## begin
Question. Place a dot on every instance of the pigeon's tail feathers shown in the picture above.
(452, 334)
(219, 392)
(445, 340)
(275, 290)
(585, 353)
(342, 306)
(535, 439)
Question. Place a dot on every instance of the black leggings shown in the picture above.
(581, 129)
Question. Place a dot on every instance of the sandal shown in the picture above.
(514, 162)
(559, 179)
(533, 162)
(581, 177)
## end
## begin
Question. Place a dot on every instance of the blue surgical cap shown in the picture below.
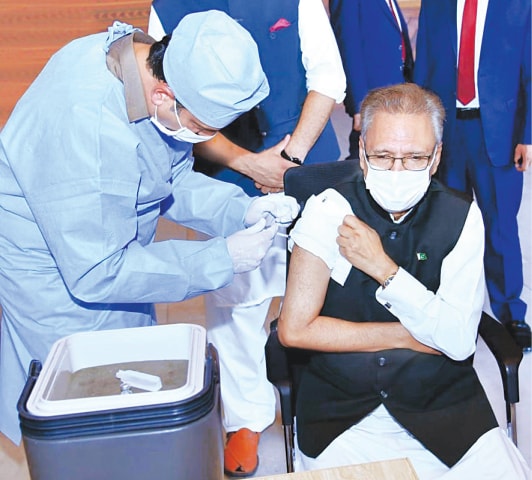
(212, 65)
## end
> _Instruction_
Count how many lines in the two blocks of entries contain the word "above". Reply with the number alone.

> _Reply to the exercise_
3